* _YOUR INSTRUCTIONS_:
Transcribe the material word for word, but without the images.

● ● ●

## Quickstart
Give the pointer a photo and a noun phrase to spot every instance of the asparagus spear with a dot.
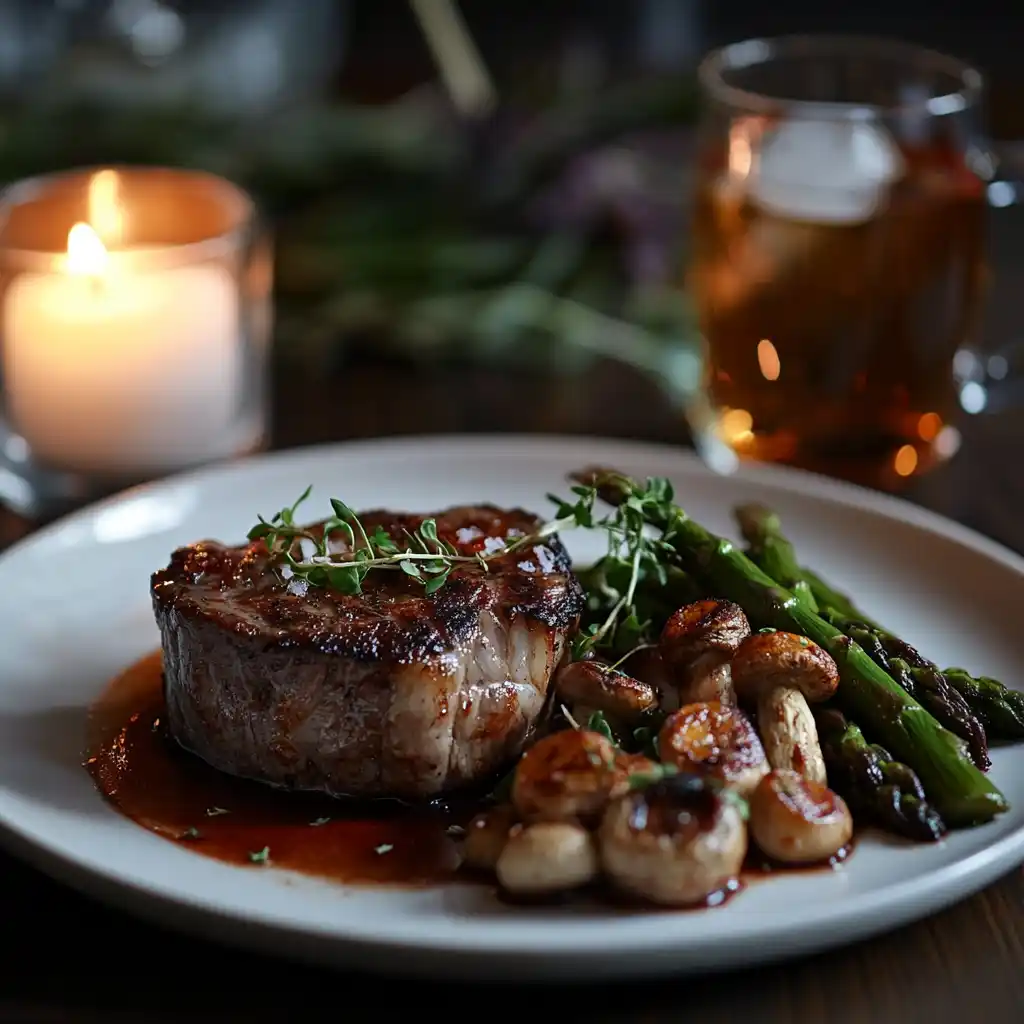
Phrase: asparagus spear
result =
(925, 684)
(877, 787)
(957, 788)
(996, 709)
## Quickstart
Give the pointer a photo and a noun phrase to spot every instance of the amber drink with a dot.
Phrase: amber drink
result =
(838, 259)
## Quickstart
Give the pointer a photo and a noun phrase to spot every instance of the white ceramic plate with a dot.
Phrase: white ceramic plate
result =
(75, 609)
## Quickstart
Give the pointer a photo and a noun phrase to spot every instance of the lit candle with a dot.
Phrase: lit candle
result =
(117, 363)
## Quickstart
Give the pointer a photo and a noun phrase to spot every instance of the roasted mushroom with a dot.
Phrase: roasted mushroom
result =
(797, 820)
(547, 857)
(597, 687)
(697, 642)
(676, 842)
(717, 740)
(568, 776)
(779, 673)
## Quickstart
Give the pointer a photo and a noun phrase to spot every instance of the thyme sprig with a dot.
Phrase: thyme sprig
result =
(305, 553)
(633, 556)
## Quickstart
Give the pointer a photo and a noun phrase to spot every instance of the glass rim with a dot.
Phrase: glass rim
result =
(145, 257)
(714, 68)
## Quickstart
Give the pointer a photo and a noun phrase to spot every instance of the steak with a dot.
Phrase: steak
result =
(387, 693)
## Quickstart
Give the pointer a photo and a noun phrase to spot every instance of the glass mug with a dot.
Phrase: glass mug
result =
(838, 255)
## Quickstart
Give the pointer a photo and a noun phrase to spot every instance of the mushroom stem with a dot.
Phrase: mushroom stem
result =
(790, 734)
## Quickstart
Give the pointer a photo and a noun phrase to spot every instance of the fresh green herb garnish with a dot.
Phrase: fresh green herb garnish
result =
(598, 723)
(657, 771)
(737, 801)
(421, 554)
(634, 554)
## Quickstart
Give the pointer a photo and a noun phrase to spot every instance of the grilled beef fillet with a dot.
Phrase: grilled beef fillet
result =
(388, 693)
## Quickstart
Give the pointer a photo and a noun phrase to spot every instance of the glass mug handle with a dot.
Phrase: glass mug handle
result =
(992, 380)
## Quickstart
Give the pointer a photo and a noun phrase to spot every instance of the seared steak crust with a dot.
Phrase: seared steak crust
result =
(388, 693)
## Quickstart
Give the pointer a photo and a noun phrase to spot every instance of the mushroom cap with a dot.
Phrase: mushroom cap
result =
(606, 689)
(701, 627)
(766, 660)
(714, 739)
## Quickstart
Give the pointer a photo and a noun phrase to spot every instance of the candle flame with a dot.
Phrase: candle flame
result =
(86, 253)
(105, 213)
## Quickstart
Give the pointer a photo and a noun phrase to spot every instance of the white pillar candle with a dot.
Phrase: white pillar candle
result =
(116, 366)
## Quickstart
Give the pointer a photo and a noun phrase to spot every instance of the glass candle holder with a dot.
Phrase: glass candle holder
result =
(135, 313)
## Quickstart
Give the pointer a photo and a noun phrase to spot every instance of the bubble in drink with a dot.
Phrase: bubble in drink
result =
(825, 172)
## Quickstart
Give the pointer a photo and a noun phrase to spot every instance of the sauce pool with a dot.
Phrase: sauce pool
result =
(146, 776)
(153, 781)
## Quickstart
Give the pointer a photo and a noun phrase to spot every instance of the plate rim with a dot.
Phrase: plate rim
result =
(918, 897)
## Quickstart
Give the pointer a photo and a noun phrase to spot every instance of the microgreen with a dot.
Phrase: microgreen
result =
(315, 556)
(341, 552)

● ● ●

* _ANSWER TO THE EXERCISE_:
## Quickstart
Give the pointer a photo and a noun phrase to spot every instance of the asparagus spear with a dot.
Phrase: asparagus spear
result =
(925, 684)
(877, 787)
(957, 788)
(996, 709)
## Quickstart
Give the pointer a photo and a noun phrase to spot every instance of the amber drink with a dot.
Phrase: amber drink
result =
(838, 259)
## Quickstart
Give the pointer a photo and a noun phrase to spot every instance of the white ceramic plate with a dot.
Phrase: white ceramic plate
result =
(75, 609)
## Quickstart
Give the pointer a photo and a noun phrase to spot every instance of the lit candle with a dot.
Phrase: lit candle
result =
(117, 363)
## Quickstart
Give the pointer a photo and a noun phrase to spot every instance of the roasted mushroom with a dot.
Phrase: roasted mushroom
result =
(797, 820)
(547, 857)
(597, 687)
(697, 642)
(676, 842)
(717, 740)
(568, 776)
(779, 673)
## Quickstart
Give the pointer a photo and a noun phrase to spot every instance of the thyme sprig with a dot.
Phrase: thyme sprig
result =
(305, 553)
(633, 556)
## Quickstart
Give the pointer a photo and a noun phrase to spot every instance of the glass rim with a dot.
Phrase: glass rim
result =
(145, 257)
(714, 68)
## Quickstart
Give the pointer a photo and a noun phrase to spot every instance of the steak with a dot.
Phrase: steak
result =
(387, 693)
## Quickstart
Give the pointer a photo and a noun phrase to spot every instance of the glass mug with a dot.
Phrase: glass mug
result =
(838, 255)
## Quickstart
Give the pointer a photo and a noun phrase to spot every instance of the mushroom stem with a dot.
Phrase: mushroom stem
result =
(790, 734)
## Quickstart
Give the pointer a photo and a noun phrase to spot every instance of the fresh green herb garnish with a dot.
Phrase: fresh green herb garnish
result =
(598, 723)
(657, 771)
(737, 801)
(421, 554)
(634, 554)
## Quickstart
Give the pointer a photo and a noun phrase to spot every instance of the grilled beef fillet with a dot.
Phrase: grilled beef fillet
result =
(388, 693)
## Quickstart
Give the pointer a photo and a noun phrase to spot every instance of the glass mug handle with a dot.
Phrase: glass mug handle
result =
(992, 380)
## Quickstart
Give the pointer a photo and a noun phrase to spot every instance of the seared steak crust with a dot.
Phrase: seared steak crust
result =
(388, 693)
## Quickstart
Give the pointer a photo and a noun phrase to spot every instance of the mushroom cap with a dot.
Phrase: mushroom cap
result =
(606, 689)
(701, 627)
(766, 660)
(714, 739)
## Quickstart
Give the pointer a photo and a noun phrase to spot every instance of the candle flame with a dot.
Phrase: candle flame
result =
(86, 253)
(105, 213)
## Quickstart
Give the pointer a photo and a noun phrase to spot every instance of the white pillar candle with a dot.
Phrase: white pillar candle
result =
(116, 366)
## Quickstart
Give the pointer a photo and a noun phrase to spot every instance of the glass candle holder with a dot.
Phrase: glass candle holder
result =
(135, 313)
## Quickstart
Give the pointer a photo and a noun phrase to spot every instance of the bubble in drink with a dot.
Phrase: bubble in drink
result =
(825, 172)
## Quickstart
Give the pointer a photo and a noun phrase to spot every instance of the sauce pool with a dot.
Phrase: sauce pool
result =
(146, 776)
(153, 781)
## Quickstart
Give the pointer a photo and a noun phrase to spot every instance of the plate rim with a dot.
Phrase: plate rim
result =
(918, 897)
## Quickstart
Give the pointer a photo and a noun phrase to spot every instance of the microgreen with a dot.
Phrase: microgreen
result =
(315, 556)
(341, 552)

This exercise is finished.